*** EXTRACTED INFORMATION
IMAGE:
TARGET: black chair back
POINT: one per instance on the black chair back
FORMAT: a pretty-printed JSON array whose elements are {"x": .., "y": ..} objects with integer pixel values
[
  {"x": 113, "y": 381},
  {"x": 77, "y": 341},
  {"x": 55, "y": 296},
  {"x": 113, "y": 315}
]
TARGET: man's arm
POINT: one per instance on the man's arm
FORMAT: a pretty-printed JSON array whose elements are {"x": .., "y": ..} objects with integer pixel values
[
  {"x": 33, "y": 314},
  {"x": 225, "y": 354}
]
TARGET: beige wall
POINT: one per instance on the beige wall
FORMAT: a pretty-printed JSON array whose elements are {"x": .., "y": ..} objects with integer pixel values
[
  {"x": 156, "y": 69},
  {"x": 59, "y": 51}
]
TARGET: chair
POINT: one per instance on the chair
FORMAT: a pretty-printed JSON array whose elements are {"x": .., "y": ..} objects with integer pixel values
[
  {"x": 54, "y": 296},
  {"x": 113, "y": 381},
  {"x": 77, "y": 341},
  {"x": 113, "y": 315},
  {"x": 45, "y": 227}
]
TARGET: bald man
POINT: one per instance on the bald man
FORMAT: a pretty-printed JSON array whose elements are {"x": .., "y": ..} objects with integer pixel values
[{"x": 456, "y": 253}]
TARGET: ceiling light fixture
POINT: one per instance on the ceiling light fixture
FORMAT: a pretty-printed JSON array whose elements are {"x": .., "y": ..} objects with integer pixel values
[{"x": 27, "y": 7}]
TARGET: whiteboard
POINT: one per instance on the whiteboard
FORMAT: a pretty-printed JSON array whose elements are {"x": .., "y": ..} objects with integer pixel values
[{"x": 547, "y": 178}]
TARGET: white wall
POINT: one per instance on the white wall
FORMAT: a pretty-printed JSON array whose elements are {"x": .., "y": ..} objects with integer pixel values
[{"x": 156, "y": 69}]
******
■ WRITTEN PROBLEM ■
Please return all of the material above, reproducing each line without any change.

■ COMPLETED TASK ■
IMAGE:
TARGET: black chair back
POINT: one per instance on the black chair back
FORMAT: a pretty-printed JSON array whose elements are {"x": .., "y": ..} objects with integer pixel values
[
  {"x": 113, "y": 381},
  {"x": 77, "y": 341},
  {"x": 55, "y": 296},
  {"x": 113, "y": 315}
]
TARGET: man's arm
POINT: one per instance on the man's arm
FORMAT: a pretty-printed JSON array whose elements are {"x": .., "y": ..} objects with integer pixel values
[
  {"x": 33, "y": 314},
  {"x": 225, "y": 354}
]
TARGET: beige wall
POINT: one per instance on the beige wall
FORMAT: a pretty-printed JSON array whose elements are {"x": .., "y": ..} objects with integer pixel values
[
  {"x": 156, "y": 69},
  {"x": 59, "y": 51}
]
TARGET: chair
POINT: one per instance on the chair
FORMAT: a pretty-printed JSON array whose elements are {"x": .., "y": ..} objects with integer pixel values
[
  {"x": 54, "y": 296},
  {"x": 113, "y": 381},
  {"x": 77, "y": 341},
  {"x": 113, "y": 315},
  {"x": 45, "y": 227}
]
TARGET: bald man
POINT: one per instance on the bald man
FORMAT: a pretty-printed JSON array whose elements are {"x": .., "y": ..} objects with integer pixel values
[{"x": 456, "y": 253}]
TARGET: ceiling light fixture
POINT: one per instance on the ceiling light fixture
FORMAT: a pretty-printed JSON array whose elements are {"x": .., "y": ..} objects with integer pixel values
[{"x": 27, "y": 7}]
TARGET: whiteboard
POINT: one per instance on the whiteboard
FORMAT: a pretty-printed JSON array whose elements are {"x": .., "y": ..} objects with integer pixel values
[{"x": 547, "y": 178}]
TARGET: white wall
POINT: one per instance on the white wall
FORMAT: a pretty-printed JSON array whose elements are {"x": .., "y": ..} objects with integer pixel values
[{"x": 156, "y": 69}]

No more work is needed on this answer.